### [Description of the task]
Before copying, set aside the pictures; then restate exactly the lines from the one with "One keypoint belongs to every instance. Tag the driver" through the last line of the records.

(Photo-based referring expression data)
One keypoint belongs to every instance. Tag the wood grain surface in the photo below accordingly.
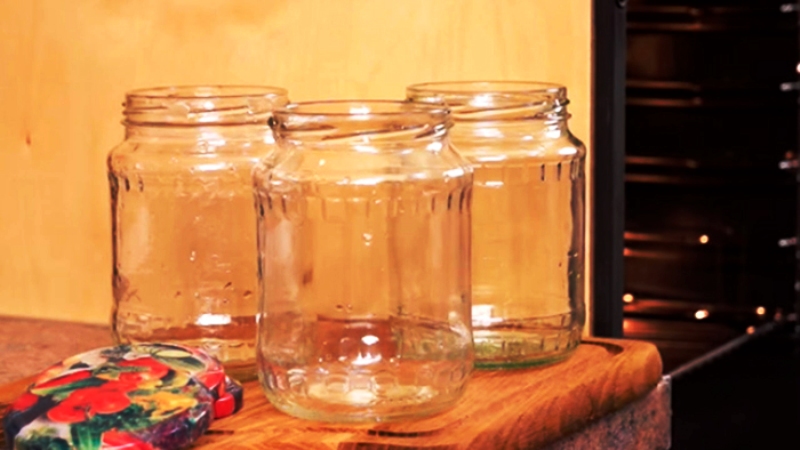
(521, 409)
(66, 65)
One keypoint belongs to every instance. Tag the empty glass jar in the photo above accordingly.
(528, 217)
(364, 246)
(184, 236)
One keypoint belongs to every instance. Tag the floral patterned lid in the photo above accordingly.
(131, 397)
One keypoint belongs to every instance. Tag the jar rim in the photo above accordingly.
(490, 87)
(346, 120)
(210, 91)
(202, 105)
(360, 109)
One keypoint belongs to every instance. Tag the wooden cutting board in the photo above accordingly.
(517, 409)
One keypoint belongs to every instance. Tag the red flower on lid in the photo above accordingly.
(26, 401)
(83, 404)
(117, 440)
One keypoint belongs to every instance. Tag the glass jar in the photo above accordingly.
(363, 228)
(184, 237)
(528, 217)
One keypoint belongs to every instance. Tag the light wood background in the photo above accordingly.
(65, 65)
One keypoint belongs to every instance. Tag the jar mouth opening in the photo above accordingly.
(206, 92)
(194, 106)
(341, 120)
(488, 87)
(361, 109)
(486, 101)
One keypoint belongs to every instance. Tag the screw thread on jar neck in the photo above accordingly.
(380, 123)
(488, 101)
(202, 106)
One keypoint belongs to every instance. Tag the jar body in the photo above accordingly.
(364, 253)
(528, 229)
(184, 240)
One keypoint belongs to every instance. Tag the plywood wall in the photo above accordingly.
(64, 66)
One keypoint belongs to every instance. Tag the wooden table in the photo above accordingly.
(607, 395)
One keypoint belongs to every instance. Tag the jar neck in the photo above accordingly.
(195, 109)
(363, 126)
(214, 135)
(550, 126)
(492, 110)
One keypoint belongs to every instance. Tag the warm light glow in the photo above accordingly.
(205, 320)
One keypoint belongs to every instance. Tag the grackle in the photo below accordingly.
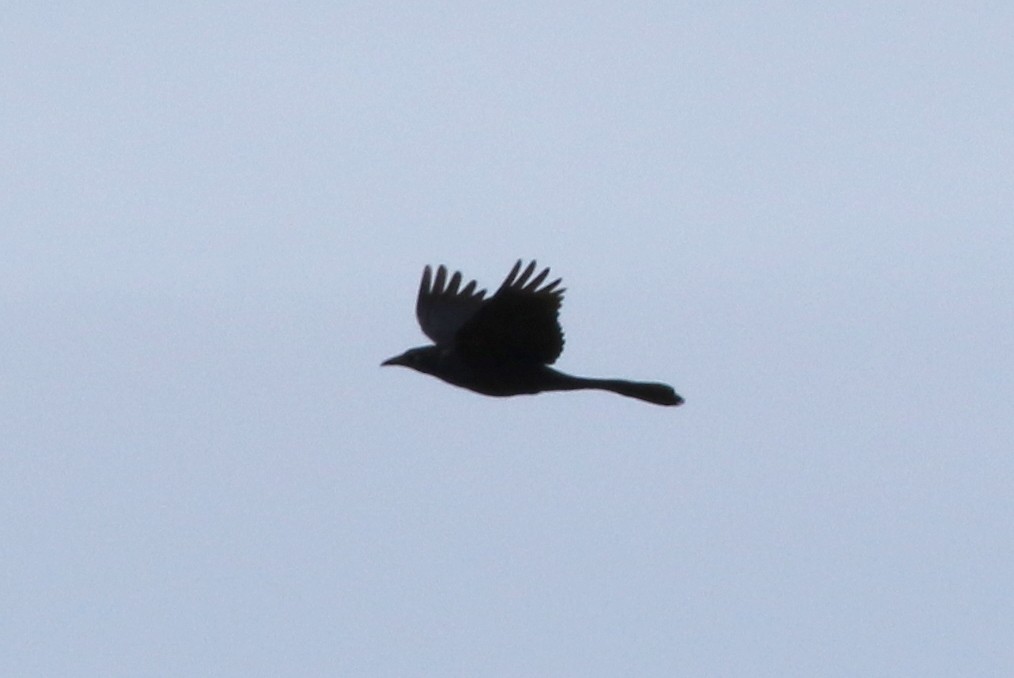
(504, 345)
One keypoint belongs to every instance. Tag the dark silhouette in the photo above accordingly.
(504, 345)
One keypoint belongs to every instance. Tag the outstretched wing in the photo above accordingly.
(518, 322)
(442, 308)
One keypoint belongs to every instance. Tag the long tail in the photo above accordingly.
(649, 391)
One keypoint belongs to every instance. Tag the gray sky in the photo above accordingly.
(214, 221)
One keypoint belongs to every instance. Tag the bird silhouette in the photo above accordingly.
(503, 345)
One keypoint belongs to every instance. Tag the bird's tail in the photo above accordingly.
(649, 391)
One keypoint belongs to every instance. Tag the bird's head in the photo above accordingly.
(422, 359)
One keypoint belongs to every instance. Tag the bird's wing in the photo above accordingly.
(518, 322)
(442, 306)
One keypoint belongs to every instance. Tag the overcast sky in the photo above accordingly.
(214, 218)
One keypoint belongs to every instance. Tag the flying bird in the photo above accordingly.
(503, 345)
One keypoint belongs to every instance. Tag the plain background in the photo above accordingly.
(214, 217)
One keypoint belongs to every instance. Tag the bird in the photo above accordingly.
(503, 345)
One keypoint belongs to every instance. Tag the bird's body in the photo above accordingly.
(504, 345)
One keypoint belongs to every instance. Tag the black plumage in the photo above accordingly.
(503, 345)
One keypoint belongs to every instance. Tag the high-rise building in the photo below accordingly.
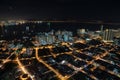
(108, 35)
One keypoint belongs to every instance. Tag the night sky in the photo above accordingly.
(60, 9)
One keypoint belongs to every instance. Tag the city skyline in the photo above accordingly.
(60, 9)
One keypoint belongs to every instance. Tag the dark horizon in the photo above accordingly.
(60, 10)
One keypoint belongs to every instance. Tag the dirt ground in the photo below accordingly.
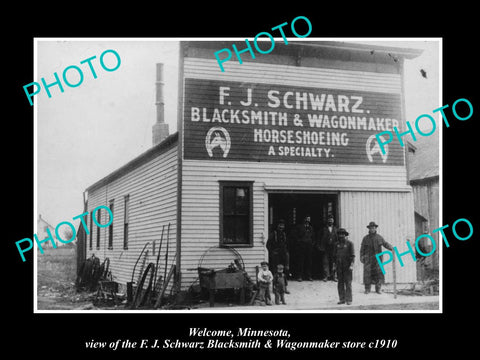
(56, 275)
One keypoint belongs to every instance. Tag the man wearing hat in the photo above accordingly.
(325, 245)
(344, 256)
(370, 247)
(305, 238)
(278, 250)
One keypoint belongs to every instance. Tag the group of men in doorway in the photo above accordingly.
(326, 255)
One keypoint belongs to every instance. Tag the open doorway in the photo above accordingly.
(292, 207)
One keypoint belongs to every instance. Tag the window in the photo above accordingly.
(125, 221)
(90, 242)
(236, 221)
(110, 228)
(99, 219)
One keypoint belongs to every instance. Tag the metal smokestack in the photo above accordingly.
(159, 129)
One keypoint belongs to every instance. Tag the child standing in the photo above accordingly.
(279, 285)
(264, 278)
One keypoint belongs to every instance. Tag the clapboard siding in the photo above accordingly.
(152, 187)
(201, 211)
(256, 72)
(393, 212)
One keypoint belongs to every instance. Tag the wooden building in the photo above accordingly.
(424, 179)
(279, 136)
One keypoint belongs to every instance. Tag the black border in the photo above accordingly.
(55, 335)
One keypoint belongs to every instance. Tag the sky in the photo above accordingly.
(86, 132)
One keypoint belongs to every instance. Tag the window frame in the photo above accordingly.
(247, 184)
(90, 241)
(99, 215)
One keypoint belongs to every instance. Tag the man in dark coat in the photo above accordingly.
(305, 237)
(278, 252)
(344, 256)
(325, 245)
(372, 245)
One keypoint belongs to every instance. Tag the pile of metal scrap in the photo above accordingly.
(149, 291)
(97, 278)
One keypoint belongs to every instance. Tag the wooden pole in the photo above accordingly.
(394, 277)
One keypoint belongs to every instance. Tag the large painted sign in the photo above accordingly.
(243, 121)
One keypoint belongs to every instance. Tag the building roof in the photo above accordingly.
(154, 151)
(424, 163)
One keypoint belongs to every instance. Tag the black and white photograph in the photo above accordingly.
(203, 177)
(271, 184)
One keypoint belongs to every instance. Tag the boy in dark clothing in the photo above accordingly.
(344, 256)
(279, 285)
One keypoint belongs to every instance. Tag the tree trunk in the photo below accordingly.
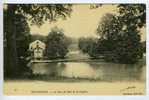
(11, 55)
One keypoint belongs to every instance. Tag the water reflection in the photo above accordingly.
(92, 70)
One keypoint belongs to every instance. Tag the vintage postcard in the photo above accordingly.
(74, 49)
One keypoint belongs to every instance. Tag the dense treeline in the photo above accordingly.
(16, 31)
(120, 39)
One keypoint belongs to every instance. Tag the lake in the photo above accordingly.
(92, 70)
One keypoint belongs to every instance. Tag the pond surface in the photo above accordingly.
(92, 70)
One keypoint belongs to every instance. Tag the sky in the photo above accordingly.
(82, 23)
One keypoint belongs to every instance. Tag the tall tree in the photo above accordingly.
(122, 32)
(57, 44)
(37, 14)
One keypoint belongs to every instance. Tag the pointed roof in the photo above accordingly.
(36, 43)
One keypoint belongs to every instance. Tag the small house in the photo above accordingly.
(37, 49)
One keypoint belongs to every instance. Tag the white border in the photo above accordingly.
(2, 97)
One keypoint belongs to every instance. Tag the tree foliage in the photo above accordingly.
(121, 33)
(35, 13)
(57, 44)
(88, 45)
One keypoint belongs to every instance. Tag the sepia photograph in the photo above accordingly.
(74, 49)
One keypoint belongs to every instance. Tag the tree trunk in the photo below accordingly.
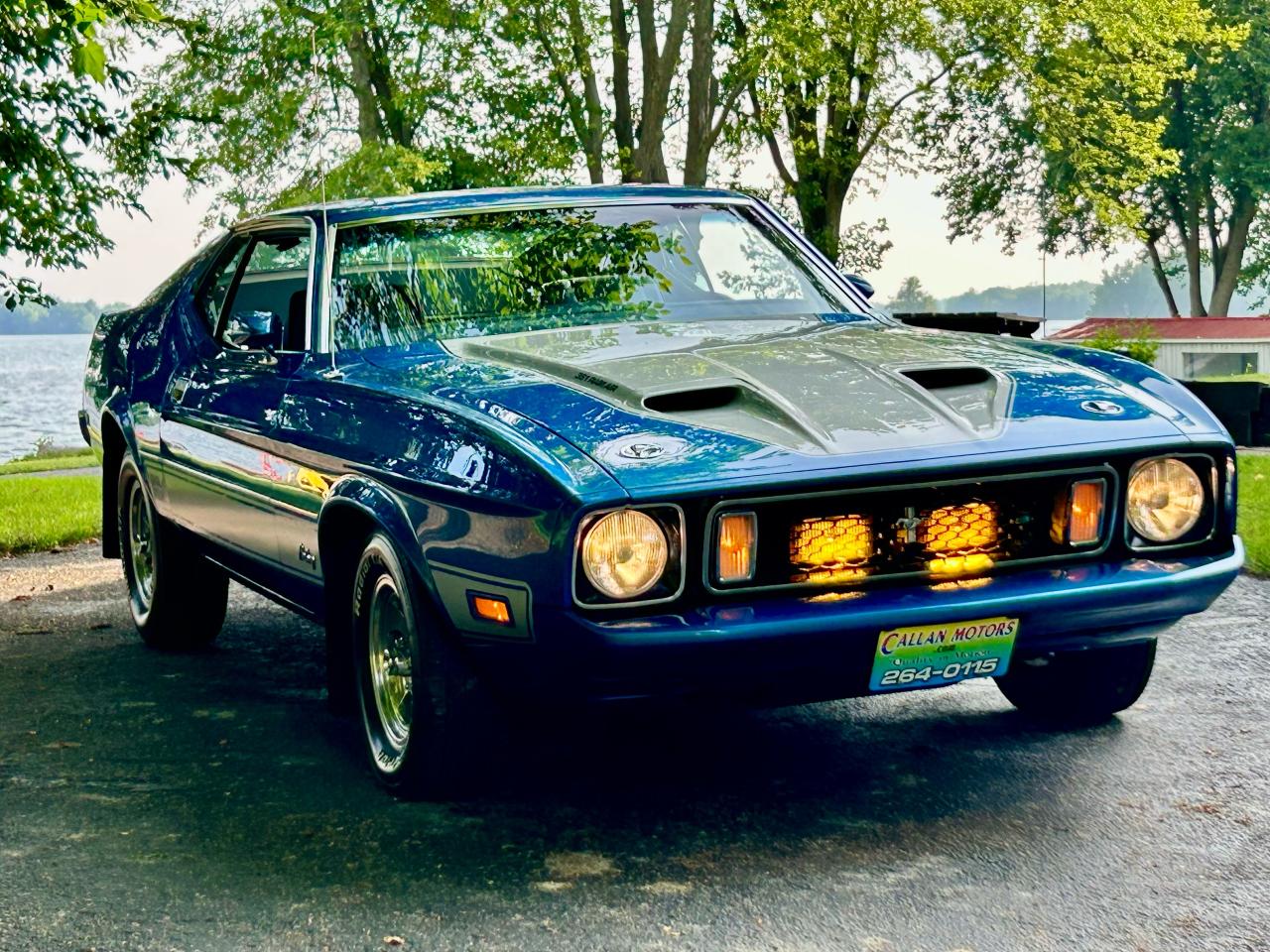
(1194, 277)
(380, 72)
(699, 94)
(593, 132)
(1242, 211)
(370, 122)
(1157, 268)
(624, 127)
(659, 67)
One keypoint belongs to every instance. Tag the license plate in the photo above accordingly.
(930, 655)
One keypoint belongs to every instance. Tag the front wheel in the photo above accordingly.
(416, 694)
(177, 597)
(1080, 687)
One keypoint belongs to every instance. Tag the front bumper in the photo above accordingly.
(811, 648)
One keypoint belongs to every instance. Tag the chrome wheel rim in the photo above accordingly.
(391, 679)
(141, 551)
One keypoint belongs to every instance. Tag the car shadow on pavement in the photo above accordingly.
(223, 771)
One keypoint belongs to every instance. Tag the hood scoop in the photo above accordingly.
(735, 405)
(695, 400)
(974, 395)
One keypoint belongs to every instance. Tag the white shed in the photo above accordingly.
(1192, 348)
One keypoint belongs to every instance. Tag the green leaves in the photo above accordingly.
(53, 68)
(89, 60)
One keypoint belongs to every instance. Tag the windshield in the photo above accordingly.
(507, 272)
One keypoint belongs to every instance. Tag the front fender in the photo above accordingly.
(1164, 394)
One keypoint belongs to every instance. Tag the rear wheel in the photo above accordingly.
(418, 701)
(177, 597)
(1080, 687)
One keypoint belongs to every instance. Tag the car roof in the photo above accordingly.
(493, 198)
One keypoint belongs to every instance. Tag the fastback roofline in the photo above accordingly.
(477, 199)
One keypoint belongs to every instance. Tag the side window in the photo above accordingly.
(211, 298)
(268, 303)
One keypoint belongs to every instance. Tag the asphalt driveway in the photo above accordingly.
(211, 802)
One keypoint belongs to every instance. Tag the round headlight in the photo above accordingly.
(624, 553)
(1165, 500)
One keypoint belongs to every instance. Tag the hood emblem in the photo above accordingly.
(642, 451)
(645, 445)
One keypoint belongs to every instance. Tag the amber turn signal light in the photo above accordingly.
(1079, 517)
(489, 608)
(738, 542)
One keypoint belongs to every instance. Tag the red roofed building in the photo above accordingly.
(1193, 348)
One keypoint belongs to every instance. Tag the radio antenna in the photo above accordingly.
(325, 231)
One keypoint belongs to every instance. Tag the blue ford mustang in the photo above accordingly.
(604, 443)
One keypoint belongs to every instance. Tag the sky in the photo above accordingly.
(146, 250)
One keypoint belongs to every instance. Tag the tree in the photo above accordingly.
(1119, 123)
(54, 75)
(575, 42)
(912, 298)
(394, 95)
(834, 91)
(1141, 341)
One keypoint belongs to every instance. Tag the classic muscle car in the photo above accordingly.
(639, 442)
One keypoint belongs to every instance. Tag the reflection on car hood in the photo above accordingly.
(698, 400)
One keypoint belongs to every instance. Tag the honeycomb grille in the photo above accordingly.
(830, 548)
(960, 530)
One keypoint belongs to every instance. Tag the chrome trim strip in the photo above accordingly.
(530, 203)
(588, 520)
(1147, 547)
(1103, 470)
(234, 486)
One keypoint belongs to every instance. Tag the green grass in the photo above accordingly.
(1255, 511)
(68, 460)
(39, 513)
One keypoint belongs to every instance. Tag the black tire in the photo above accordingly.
(177, 597)
(431, 754)
(1080, 687)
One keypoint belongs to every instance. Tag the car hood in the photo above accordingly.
(679, 403)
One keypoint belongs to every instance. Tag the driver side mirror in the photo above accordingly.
(253, 330)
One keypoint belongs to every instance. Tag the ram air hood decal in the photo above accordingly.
(690, 402)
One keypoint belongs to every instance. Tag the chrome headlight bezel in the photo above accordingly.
(1205, 470)
(671, 520)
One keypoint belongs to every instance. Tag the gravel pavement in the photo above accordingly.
(209, 802)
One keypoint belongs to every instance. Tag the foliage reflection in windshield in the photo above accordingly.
(493, 273)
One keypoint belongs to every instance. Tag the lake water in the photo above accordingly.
(41, 390)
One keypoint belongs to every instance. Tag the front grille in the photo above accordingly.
(942, 531)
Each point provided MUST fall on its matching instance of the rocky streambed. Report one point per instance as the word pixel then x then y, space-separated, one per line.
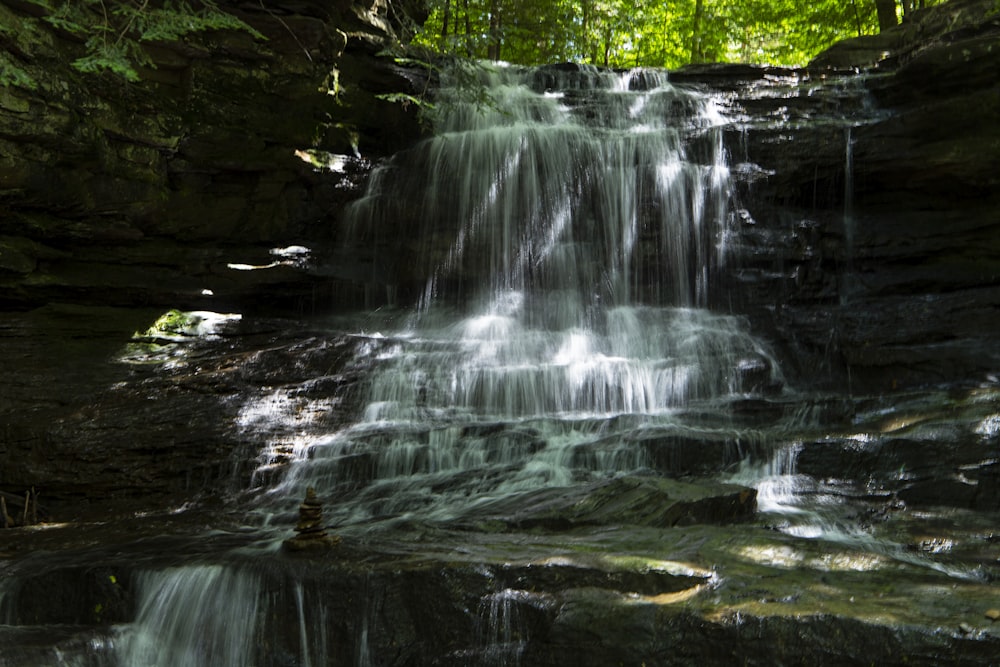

### [Response]
One keypoint belongs to every instance. Tag the driver side mirror in the photo above accordingly.
(253, 330)
One keypoint belongs to every instance. Tag the ram air hood decal in the photo above accordingly.
(690, 402)
One keypoint belongs to every instance. Tag the chrome headlight bezel in the photo above accordingly.
(1205, 470)
(671, 520)
One keypoint belongs to every instance. Tag the gravel pavement in the photo above accordingly.
(209, 802)
One keypoint belongs to every instance. Tag the foliage reflection in windshield in the photo above accordingly.
(493, 273)
One keypoint belongs to every instance. Tag the lake water in the photo above accordingly.
(41, 390)
One keypoint belongs to every instance. Tag the front grille in the photo above accordingly.
(942, 531)
Each point provided MUST fall on its matching instance of the rocky streambed. Report one point per instance as the word pixel then x then y, space-separated, one per line.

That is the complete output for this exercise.